**Problem description:**
Could you copy out, word for word, every line from the one containing "upper small window -> point" through the end of the records, both ends included, and leave the pictures out?

(Excerpts from location labeling data)
____________

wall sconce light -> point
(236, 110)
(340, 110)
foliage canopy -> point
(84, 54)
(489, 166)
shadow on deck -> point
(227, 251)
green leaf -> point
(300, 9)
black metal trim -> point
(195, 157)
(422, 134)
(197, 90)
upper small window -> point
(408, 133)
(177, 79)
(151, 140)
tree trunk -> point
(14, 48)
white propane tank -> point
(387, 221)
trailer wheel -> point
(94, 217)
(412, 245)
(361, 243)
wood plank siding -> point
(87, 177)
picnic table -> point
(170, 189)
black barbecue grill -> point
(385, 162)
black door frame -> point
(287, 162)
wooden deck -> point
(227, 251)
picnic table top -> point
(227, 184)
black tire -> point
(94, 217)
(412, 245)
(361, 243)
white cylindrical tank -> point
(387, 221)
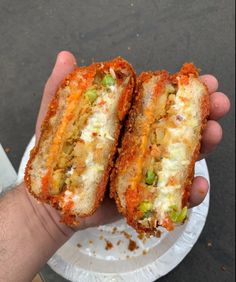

____________

**Completed exercise:**
upper small window -> point
(408, 133)
(177, 79)
(151, 140)
tree trunk -> point
(14, 48)
white propane tank -> point
(387, 221)
trailer wheel -> point
(94, 217)
(412, 245)
(361, 243)
wood plank siding -> point
(87, 177)
picnic table -> point
(170, 189)
black barbecue grill -> point
(385, 162)
black door frame -> point
(287, 162)
wooden deck -> point
(227, 251)
picnic table top -> point
(227, 184)
black tire -> point
(94, 217)
(412, 245)
(361, 243)
white cylindrical tank -> point
(387, 221)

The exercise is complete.